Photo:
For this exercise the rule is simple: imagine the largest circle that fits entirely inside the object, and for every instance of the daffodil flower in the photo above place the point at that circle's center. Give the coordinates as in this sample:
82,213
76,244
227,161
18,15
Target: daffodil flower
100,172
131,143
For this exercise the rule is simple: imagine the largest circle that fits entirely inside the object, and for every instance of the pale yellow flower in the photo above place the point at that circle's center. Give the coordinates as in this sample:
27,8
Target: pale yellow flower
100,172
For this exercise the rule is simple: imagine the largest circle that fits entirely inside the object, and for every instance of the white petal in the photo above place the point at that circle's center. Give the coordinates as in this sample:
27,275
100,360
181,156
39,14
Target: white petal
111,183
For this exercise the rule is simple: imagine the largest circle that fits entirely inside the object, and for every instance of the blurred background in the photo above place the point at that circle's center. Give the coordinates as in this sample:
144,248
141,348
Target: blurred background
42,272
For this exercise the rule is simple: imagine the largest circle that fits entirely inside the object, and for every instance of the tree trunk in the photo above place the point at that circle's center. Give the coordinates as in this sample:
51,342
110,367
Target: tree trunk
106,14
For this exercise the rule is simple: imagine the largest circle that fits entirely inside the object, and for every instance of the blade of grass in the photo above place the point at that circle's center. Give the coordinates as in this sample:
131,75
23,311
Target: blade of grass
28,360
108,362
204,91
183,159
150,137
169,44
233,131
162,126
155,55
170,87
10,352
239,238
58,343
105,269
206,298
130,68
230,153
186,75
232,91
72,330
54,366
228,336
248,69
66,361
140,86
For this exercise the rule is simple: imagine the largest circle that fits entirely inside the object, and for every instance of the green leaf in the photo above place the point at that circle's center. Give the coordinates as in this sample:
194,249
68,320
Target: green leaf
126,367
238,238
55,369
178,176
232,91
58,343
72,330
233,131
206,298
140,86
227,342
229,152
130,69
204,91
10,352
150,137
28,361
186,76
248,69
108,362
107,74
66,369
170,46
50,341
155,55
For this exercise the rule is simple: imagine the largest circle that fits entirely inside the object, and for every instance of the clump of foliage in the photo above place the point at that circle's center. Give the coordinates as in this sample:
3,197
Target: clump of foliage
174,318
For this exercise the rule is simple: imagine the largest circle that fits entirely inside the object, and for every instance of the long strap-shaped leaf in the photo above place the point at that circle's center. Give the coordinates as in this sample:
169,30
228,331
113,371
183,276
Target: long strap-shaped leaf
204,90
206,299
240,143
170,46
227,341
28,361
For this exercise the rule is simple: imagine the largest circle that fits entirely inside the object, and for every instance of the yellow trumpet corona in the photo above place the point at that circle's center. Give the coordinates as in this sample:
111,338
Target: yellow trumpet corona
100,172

TASK PROMPT =>
Would you write down every record again, exactly?

RESULT FOR THIS EXERCISE =>
Photo:
For this exercise the rule is simple: imagine the largest circle that fits entirely inside the object, and for every instance of the daffodil flower in the photo above place the point at that circle's center. Give the coordinates as in this sample:
82,213
76,244
227,161
18,15
Target: daffodil flower
100,172
131,143
For this exercise the rule is simple: imagine the largest circle that fits entirely inside the object, and for every instance of the pale yellow flower in the photo above place the point at that circle's center. Give the coordinates as in this sample:
27,8
Target: pale yellow flower
100,172
For this exercise the rule is simple: imagine the largest circle that fits entirely inside the object, and for every instance of the white petal in the photo above place the point at that circle's center. Give the coordinates as in this sample:
27,275
100,360
181,156
39,14
Target: white petal
111,183
For this exercise the rule is simple: imagine the largest circle that fits entirely inside the object, and for every instance of the blurred background in the photo above place the point at that circle's center. Give the coordinates as in this sample:
144,248
141,348
Target: blurred background
42,272
For this exercise the rule is simple: imagine the largest circle that fits entirely inside the object, and for every instance of the tree trunk in the photo above place the point at that circle's center. Give the coordinates as in this sample:
51,342
110,367
Target: tree trunk
106,14
For this exercise the rule is simple: imagine the largest circle that fits entirely inside the object, and for every instance of the blade of grass in the photo above place the point at that circle's center. Give the coordinates as in this sample:
131,75
23,311
Target: blade of grass
28,360
108,362
204,91
183,159
150,137
169,44
233,131
162,126
155,55
170,87
10,352
239,238
58,343
105,269
206,298
130,68
230,153
186,75
232,91
72,330
54,366
228,336
248,69
66,361
140,86
For this exercise the rule is simple: imagine the largest circle that fits entirely inside the object, and for every instance of the green leaf in the photo above place the point at that circle's center. Give the coordinates as in this sample:
194,249
68,320
Target: green leaf
126,367
238,238
55,369
178,176
232,91
58,343
72,330
233,131
206,298
140,86
227,342
229,152
130,69
204,91
10,352
150,137
28,361
186,76
248,69
108,362
107,74
66,369
170,46
50,341
155,55
For this exercise the rule is simple: imagine the largest circle that fits entirely inside the object, and for every instance of the clump of foliage in the photo above place the point at that circle's center. Give the coordinates as in this sample:
3,197
Target: clump of foliage
174,318
For this exercise the rule is simple: imagine the largest circle that fits entirely inside the object, and for every instance of the long strap-shaped leaf in the photo above place the point at that circle's center. Give the coordinates as in this sample:
169,30
228,331
113,371
183,276
Target: long strap-shaped leaf
204,90
206,299
240,143
170,46
227,341
28,361
For this exercise the rule is simple: imagine the largest circle that fits entirely inside the object, and for every instance of the yellow trumpet corona in the photo above place the point at that circle's center. Give the coordinates as in this sample:
111,338
Target: yellow trumpet corona
100,172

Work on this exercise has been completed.